• _Data section_:
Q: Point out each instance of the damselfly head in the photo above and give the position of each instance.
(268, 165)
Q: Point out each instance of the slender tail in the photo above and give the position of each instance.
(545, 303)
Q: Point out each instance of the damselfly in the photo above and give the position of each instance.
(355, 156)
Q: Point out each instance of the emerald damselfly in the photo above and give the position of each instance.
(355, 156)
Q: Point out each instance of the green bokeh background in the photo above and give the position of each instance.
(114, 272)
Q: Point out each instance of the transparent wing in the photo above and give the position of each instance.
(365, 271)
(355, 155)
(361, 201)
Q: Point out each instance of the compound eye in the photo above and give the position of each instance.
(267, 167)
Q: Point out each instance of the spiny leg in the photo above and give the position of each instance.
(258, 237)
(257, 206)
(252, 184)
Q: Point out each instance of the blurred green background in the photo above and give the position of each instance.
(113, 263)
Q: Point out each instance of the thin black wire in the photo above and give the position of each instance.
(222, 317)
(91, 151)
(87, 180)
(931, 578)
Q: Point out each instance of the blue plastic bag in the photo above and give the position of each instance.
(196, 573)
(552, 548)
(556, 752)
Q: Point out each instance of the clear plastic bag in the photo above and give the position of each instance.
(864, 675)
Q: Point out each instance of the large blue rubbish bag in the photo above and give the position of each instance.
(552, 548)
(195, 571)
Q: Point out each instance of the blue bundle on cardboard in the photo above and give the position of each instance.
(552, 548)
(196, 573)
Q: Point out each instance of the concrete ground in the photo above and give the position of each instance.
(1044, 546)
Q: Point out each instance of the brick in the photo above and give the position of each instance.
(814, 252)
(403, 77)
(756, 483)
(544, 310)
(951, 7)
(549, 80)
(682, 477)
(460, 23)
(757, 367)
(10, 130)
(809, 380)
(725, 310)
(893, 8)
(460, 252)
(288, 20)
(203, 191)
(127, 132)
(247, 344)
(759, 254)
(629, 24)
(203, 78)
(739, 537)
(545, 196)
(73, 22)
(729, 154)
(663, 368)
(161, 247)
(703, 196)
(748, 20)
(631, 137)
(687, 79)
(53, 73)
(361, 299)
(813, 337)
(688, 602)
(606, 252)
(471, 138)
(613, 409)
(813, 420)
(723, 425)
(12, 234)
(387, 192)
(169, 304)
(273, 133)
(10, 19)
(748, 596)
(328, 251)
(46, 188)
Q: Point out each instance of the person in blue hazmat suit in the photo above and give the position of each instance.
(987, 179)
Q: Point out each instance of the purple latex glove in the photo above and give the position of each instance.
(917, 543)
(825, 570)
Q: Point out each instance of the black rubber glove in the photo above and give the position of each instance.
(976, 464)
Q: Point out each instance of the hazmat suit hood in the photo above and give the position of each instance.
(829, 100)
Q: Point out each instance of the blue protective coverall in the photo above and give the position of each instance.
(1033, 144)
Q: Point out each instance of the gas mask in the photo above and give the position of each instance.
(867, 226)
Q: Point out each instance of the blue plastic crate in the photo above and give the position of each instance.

• _Exercise_:
Your answer must be the full set of entries, copied exactly.

• _Task output_:
Q: Point out each instance of the damselfly head in the photo above and give the position of each instance.
(268, 165)
Q: Point out each instance of the slender tail in the photo above and give the position of each instance.
(545, 303)
Q: Point out each instance of the damselfly in the photo above and give the position of each instance.
(355, 156)
Q: Point out each instance of the emerald damselfly in the photo above and give the position of each instance.
(355, 156)
Q: Point out each instance of the green bokeh background in the photo above and give the position of each instance.
(114, 272)
Q: Point out each instance of the transparent wing in the photo above and give the position of each instance.
(365, 271)
(355, 155)
(361, 201)
Q: Point out each instance of the compound eye in the photo above and give the position of each instance.
(267, 167)
Q: Point out each instance of the spiny leg in the photo above and give the position of each instance.
(258, 237)
(257, 206)
(252, 184)
Q: Point out each instance of the blurred green background in the photo above and give the position of each instance.
(113, 263)
Q: Point out each instance of the thin black wire in the photo above and give the position of each instance.
(222, 317)
(91, 151)
(87, 180)
(931, 578)
Q: Point out each instance of the blue plastic bag in the photo above and give the position of each instance.
(196, 573)
(552, 548)
(556, 752)
Q: Point out each instance of the clear plastic bag in the photo above and give the position of each instance.
(864, 675)
Q: Point out each instance of the large blue rubbish bag in the photo above and give the position of each instance.
(552, 548)
(195, 571)
Q: Point out each instance of the blue bundle on cardboard in the photo above and give the position of each instance.
(552, 548)
(196, 573)
Q: Point out each instance of the concrete ground in the photo above and give the position of each instance.
(1044, 546)
Q: Point out each instance of the brick in the photo above and give the position of each instance.
(814, 252)
(403, 77)
(756, 483)
(544, 310)
(951, 7)
(549, 80)
(682, 477)
(460, 23)
(757, 367)
(10, 130)
(809, 380)
(725, 310)
(893, 8)
(460, 252)
(288, 20)
(203, 191)
(127, 132)
(247, 344)
(759, 254)
(629, 24)
(203, 78)
(739, 537)
(545, 196)
(73, 22)
(729, 154)
(663, 368)
(161, 247)
(703, 196)
(748, 20)
(631, 137)
(687, 79)
(53, 73)
(361, 299)
(813, 337)
(688, 602)
(606, 252)
(471, 138)
(613, 409)
(813, 420)
(723, 425)
(12, 234)
(387, 192)
(169, 304)
(273, 133)
(10, 19)
(748, 596)
(328, 251)
(46, 188)
Q: Point out each instance of the person in blue hazmat suit in the photo above and give the position of each instance.
(987, 179)
Q: Point out each instance of the purple latex glove in the photo above and give the position of each instance.
(917, 543)
(825, 570)
Q: Point out each instance of the black rubber glove in the photo above and give the position of each instance.
(976, 464)
Q: Point out each instance of the hazmat suit hood in the photo above and give the position of each instance.
(829, 100)
Q: Point out each instance of the blue protective coverall in the photo above and give the position of each instance.
(1033, 144)
Q: Point out each instance of the gas mask in the photo above and give the position of each instance.
(867, 226)
Q: Point out each instance of the blue plastic crate in the photo above and give the position of each instance.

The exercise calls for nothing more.